[begin Stored rows]
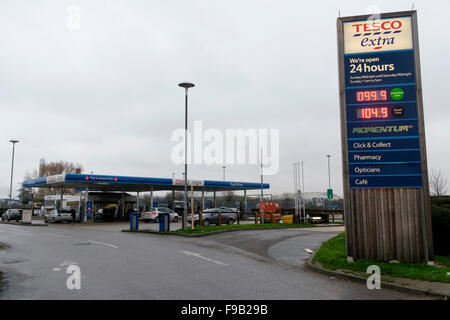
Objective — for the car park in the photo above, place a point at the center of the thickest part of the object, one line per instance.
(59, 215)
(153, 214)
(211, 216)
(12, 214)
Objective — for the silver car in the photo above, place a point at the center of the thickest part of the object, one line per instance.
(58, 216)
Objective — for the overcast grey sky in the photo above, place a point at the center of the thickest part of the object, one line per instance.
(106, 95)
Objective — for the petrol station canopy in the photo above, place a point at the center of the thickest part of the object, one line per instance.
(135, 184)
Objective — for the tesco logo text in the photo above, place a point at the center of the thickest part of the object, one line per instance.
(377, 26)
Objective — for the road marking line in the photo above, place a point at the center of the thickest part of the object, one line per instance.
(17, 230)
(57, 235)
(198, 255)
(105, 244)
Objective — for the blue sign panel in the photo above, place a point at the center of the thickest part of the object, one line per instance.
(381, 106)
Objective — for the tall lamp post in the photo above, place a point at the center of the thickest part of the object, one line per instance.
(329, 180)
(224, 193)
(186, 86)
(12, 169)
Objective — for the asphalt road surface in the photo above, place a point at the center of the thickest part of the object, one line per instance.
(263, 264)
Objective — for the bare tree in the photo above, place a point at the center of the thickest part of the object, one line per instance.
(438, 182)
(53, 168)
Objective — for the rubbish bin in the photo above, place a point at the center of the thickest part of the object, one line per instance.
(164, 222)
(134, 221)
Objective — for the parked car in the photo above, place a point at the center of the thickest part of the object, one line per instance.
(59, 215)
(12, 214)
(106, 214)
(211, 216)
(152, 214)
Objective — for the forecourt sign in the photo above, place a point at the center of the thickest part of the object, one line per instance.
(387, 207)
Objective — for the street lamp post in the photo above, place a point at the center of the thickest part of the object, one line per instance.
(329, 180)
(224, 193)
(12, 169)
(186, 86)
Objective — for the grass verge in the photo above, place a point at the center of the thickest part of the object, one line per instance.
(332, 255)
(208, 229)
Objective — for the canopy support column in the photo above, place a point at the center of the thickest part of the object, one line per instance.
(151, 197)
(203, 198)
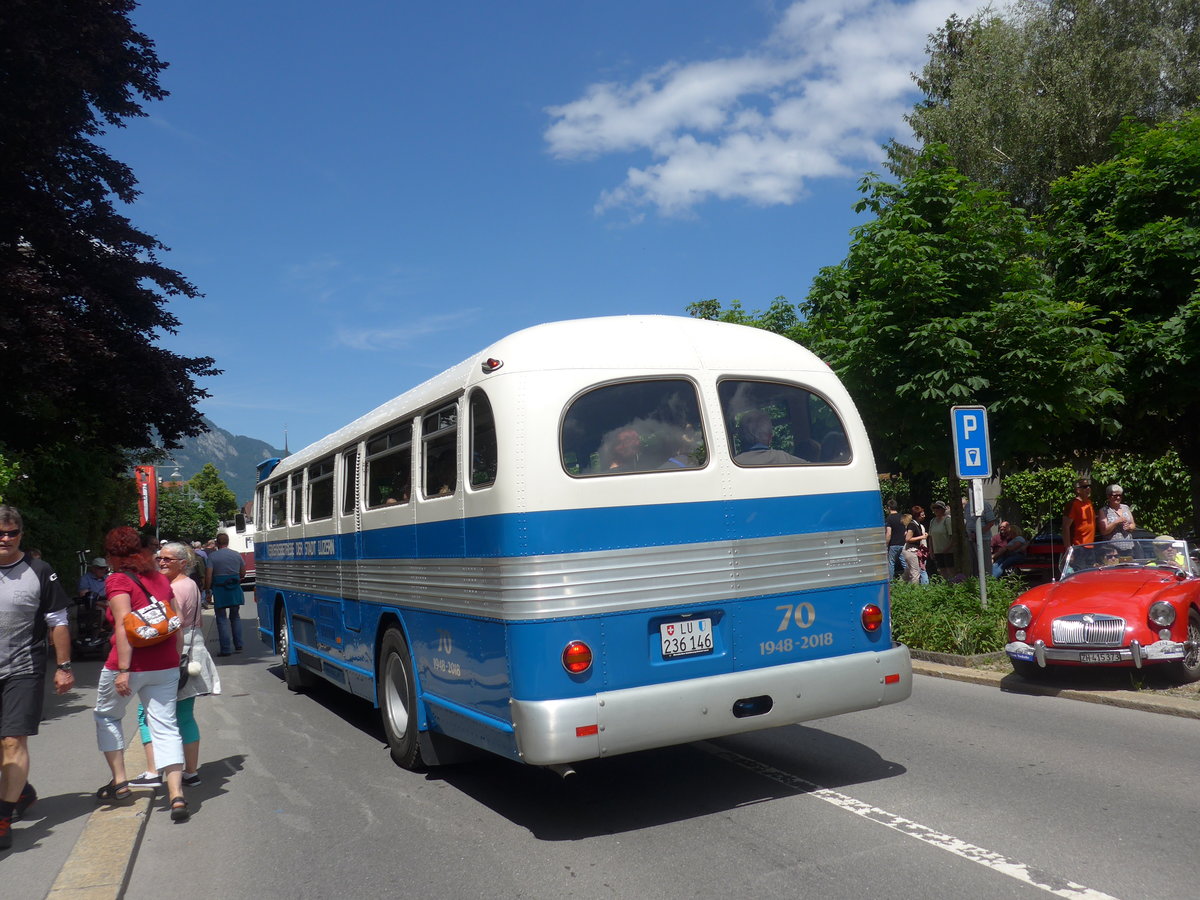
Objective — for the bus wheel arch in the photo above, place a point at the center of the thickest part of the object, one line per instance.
[end Stored rows]
Your task | Arrange everything from the line containing "Objective — for the asphalt" down to the end of the material above as a numbered list, skipping blank lines and leaving out the pictures.

Solution |
1. Objective — for the asphalt road surface in the photo above, place a point at the center of the thickest part of the object, one line per instance.
2. (263, 264)
3. Objective — for the bare tree in the photo above, place a point at the center of the thickest part of the object, one line per instance.
4. (438, 182)
5. (53, 168)
6. Objective — for the rubbish bin in the photo above, place a point at the center of the thickest part of the object, one line per instance.
7. (164, 222)
8. (134, 221)
9. Objective — for the parked car in the photo above, place a point at the center of the thickest part of the object, one line per instance.
10. (59, 215)
11. (12, 214)
12. (106, 214)
13. (211, 216)
14. (152, 214)
15. Objective — for the forecourt sign in the photo above, place a point at the center of the thickest part of the object, one line per instance.
16. (387, 207)
17. Objective — for the street lamp post in the photo above, place a point at the center of the thickest part of the object, one line per instance.
18. (329, 180)
19. (224, 193)
20. (12, 169)
21. (186, 86)
22. Objective — for the grass verge in the photo above, place a point at the center of the thickest part of the object, one line per instance.
23. (332, 255)
24. (208, 229)
25. Objective — for the canopy support column in the photo above, place a point at the center of the thickest part of the object, one line per instance.
26. (151, 197)
27. (203, 198)
28. Objective — for the bus wheel arch in the photo above, place a point at the center of the thickest part of the object, one line per instance.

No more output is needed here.